Many architectural projects utilise Structural Grids to help set out steelwork, etc. Thankfully we have a dedicated Structural Grid line tool in Revit for just this purpose. Please don’t make the mistake of using simple 2D lines to represent your structural grids- you really would be missing out on the features of a great dedicated tool.
- Structural grids are 3D planes in our model world
- Creating/Adding structural grids
- Changing the grid labels
- Changing the length of the grid lines
- Adding an elbow to the grid bubbles
- Creating multi-segment grid lines
- Adding Columns to our structural grids
Structural grids are 3D planes in our model world
If you consider the structural grid in your project, you will appreciate that the grid lines are really the edges of 3D planes. If you look at the design in plan, you’ll see a series of grid lines. If you then take a vertical section through the plan, you’ll see the same grid lines running vertically up your building. And this is how Grid Lines work in Revit- they are true 3D planes that can be cut through. The benefit of this is that they are always coordinated and accurate. In 2D CAD packages (such as AutoCAD) you would have to manually draft out the positions of the grid lines both in plan and section. Makes changes to a grid line in plan and “you” have to make the corresponding change to the respective grid line in section. Well you can forget all that with Revit. You change the grid line in whichever view suits you and Revit will update it in all other respective views.
Creating structural grids
So how do we go about about creating Structural Grids in Revit? First of all you need to be in a plan, elevation or section view. Then you go to the “Architecture” menu. From here look on the “Datum” panel and find “Grid”……
Placing Structural Grids into your project is quite similar to placing Levels and also Reference Planes. Similar in the fact that it’s a “two click” operation. The first click to place the start of a grid line and a second click to define the other end of the grid line. Note that Revit will automatically name / number your grid lines. ie the first one will be numbered “1”, the second “2” and so on. At any point if you change the number of the latest grid line, Revit will automoatically try to follow a logical naming convention. For example, if you placed 5 grid lines and then change the last one from “5” to “A”- then Revit will name the next one “B” and so on.

Data supplied –
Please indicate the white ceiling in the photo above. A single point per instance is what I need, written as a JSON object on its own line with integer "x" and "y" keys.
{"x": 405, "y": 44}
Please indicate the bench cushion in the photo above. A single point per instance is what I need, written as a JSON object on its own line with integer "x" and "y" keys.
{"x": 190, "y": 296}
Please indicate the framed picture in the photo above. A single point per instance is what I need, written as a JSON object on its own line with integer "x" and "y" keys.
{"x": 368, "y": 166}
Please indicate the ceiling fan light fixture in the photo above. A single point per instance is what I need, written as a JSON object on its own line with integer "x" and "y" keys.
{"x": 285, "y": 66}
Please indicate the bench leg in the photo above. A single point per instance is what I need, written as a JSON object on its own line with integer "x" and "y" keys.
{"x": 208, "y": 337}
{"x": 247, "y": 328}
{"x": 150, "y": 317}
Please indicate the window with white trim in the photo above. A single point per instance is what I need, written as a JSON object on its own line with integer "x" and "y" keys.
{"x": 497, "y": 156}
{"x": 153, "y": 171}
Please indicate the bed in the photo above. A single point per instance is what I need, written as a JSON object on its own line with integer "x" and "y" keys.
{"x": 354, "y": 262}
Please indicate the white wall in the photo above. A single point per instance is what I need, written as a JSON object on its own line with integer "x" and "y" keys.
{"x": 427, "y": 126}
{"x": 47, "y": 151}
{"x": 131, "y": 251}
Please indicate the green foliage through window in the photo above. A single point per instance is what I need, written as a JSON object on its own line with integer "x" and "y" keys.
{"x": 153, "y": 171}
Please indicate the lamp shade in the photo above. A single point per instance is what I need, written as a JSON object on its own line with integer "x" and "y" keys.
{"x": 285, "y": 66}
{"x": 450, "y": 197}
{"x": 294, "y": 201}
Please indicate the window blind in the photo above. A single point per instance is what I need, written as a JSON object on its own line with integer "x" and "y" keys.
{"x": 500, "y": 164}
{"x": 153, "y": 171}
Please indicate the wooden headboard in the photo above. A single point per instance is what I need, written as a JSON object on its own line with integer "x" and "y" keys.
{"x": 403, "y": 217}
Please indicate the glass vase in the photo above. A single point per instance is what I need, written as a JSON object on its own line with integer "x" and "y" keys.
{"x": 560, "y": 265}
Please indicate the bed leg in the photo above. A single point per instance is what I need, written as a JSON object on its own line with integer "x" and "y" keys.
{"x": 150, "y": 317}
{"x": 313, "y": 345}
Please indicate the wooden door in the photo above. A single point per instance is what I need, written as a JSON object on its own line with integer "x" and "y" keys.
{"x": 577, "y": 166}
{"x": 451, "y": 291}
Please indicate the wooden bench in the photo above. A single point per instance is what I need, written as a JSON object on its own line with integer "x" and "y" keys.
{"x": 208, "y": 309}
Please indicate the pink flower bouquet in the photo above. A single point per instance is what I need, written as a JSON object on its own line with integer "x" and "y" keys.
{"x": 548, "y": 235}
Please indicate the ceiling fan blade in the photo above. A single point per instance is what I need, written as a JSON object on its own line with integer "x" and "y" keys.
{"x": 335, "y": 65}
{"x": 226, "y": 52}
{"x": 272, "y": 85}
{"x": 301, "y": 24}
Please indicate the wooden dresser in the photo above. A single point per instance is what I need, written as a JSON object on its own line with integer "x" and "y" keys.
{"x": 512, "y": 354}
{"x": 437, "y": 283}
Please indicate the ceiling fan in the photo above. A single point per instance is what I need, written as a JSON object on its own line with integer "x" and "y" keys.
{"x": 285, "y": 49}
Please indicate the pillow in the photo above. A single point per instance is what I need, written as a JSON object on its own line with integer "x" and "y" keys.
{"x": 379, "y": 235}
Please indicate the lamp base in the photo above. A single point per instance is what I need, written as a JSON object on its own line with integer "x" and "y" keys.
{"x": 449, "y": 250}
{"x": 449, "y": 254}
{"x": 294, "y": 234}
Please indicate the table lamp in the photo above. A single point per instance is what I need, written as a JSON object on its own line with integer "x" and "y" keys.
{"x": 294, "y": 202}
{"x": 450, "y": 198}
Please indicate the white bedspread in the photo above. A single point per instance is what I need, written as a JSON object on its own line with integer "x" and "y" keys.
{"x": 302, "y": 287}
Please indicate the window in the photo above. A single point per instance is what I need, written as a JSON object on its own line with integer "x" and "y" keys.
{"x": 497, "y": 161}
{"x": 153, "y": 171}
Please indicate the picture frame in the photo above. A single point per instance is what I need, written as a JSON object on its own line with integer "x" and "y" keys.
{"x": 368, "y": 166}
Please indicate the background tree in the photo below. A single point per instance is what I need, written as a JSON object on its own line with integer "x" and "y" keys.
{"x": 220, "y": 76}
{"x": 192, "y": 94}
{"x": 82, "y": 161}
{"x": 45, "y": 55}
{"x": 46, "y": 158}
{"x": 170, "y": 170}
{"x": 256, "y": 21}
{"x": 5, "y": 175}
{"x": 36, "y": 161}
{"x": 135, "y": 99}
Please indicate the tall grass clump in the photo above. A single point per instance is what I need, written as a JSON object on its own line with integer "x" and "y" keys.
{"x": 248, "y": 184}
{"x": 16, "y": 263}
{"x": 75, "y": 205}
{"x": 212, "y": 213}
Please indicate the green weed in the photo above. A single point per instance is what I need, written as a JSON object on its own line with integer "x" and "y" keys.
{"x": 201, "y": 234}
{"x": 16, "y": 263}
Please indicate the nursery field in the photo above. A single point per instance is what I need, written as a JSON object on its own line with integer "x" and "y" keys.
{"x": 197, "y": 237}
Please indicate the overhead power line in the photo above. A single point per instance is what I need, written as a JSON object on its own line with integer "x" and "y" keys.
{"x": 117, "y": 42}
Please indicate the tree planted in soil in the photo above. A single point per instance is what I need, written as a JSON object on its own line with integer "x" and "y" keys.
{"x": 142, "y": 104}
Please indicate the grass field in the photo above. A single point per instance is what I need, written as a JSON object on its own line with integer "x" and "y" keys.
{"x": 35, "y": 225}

Short exercise 1 –
Answer these questions using the Revit structural grids tutorial:
(a) Which kinds of view must be open before you can create structural grids?
(b) On which panel of the "Architecture" menu is the "Grid" tool found?
(c) If five grid lines have been placed and the last one is changed from "5" to "A", what will Revit name the next one?
Short exercise 2 – Can you pick up the Revit structural grids tutorial right after its last sentence and keep writing it?

Expected output 1 –
(a) A plan, elevation or section view.
(b) The "Datum" panel.
(c) "B".

Expected output 2 –
When you are actually placing new grid lines, the default setting is for a single, straight grid line. You can see this default setting in the aobe image. If you need (say) an arc as a grid line, just change the the toggle from single linear element to one of the other tools. Note: The last tool in that palette (the green line with a small arrow on it) is the “Pick Lines” tool- this is an excellent tool when you already have lines /geometry in your project that you can use as a reference for your new grid lines.
Changing the grid labels
Now that we have some grid lines in our project, let’s take a detailed look at a grid line and it’s parts. Using the above image for reference, we can see:-
- The grid bubble (or “head”) with the it’s unique grid reference written inside it.
- a tick box that determines whether the bubble is shown on this end of the grid line or not
- an open circle control- use this to lengthen or shorten the the grid line. Just hover over this circle with your cursor- hold down your left mouse button and adjust the length of the grid line accordingly.
- The “Add elbow” control. This is exactly the same tool that we looked at for “Levels”
- An open circle control for the other end of the grid line. It works exactly the same as in (3)
- A tick box to either display or hide the grid bubble at the other end of the grid line. It works exactly the same as in (2)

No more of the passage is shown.